**GIVEN REQUEST**
Copy every one of the entries below line for line, without changing anything.

**Rows from a pointing dataset**
---*---
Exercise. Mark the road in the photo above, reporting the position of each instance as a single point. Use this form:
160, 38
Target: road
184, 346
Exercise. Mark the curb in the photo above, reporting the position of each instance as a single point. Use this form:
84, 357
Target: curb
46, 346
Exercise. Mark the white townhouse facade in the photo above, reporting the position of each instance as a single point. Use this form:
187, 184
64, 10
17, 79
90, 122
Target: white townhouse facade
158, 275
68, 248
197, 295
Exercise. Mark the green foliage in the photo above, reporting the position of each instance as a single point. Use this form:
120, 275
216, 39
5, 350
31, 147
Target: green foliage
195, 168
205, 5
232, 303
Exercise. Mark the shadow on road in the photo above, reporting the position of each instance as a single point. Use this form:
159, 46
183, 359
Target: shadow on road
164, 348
---*---
**FULL RESPONSE**
Exercise. Mark the road in the photo above, reporting the position of each instance as a single point. Use this form:
160, 38
Target: road
184, 346
Exercise. Mark the curb in the photo above, reporting the position of each instance as a single point. Use this form:
84, 357
Target: curb
46, 346
Exercise. Mark the white townhouse facade in the photo above, reporting the position of each instance as a single point. Use this form:
187, 184
64, 10
17, 79
90, 122
Target: white townhouse facade
158, 275
68, 248
197, 295
Exercise. Mark the green foliage in the photo above, reporting the position of each instance as a single point. Use this form:
120, 275
216, 39
5, 350
31, 147
Target: green foliage
195, 168
205, 5
232, 303
Exercise. Mark the shadow on road in the photo above, reporting the position of each instance as a single point. Use this form:
159, 46
183, 359
Target: shadow on road
164, 348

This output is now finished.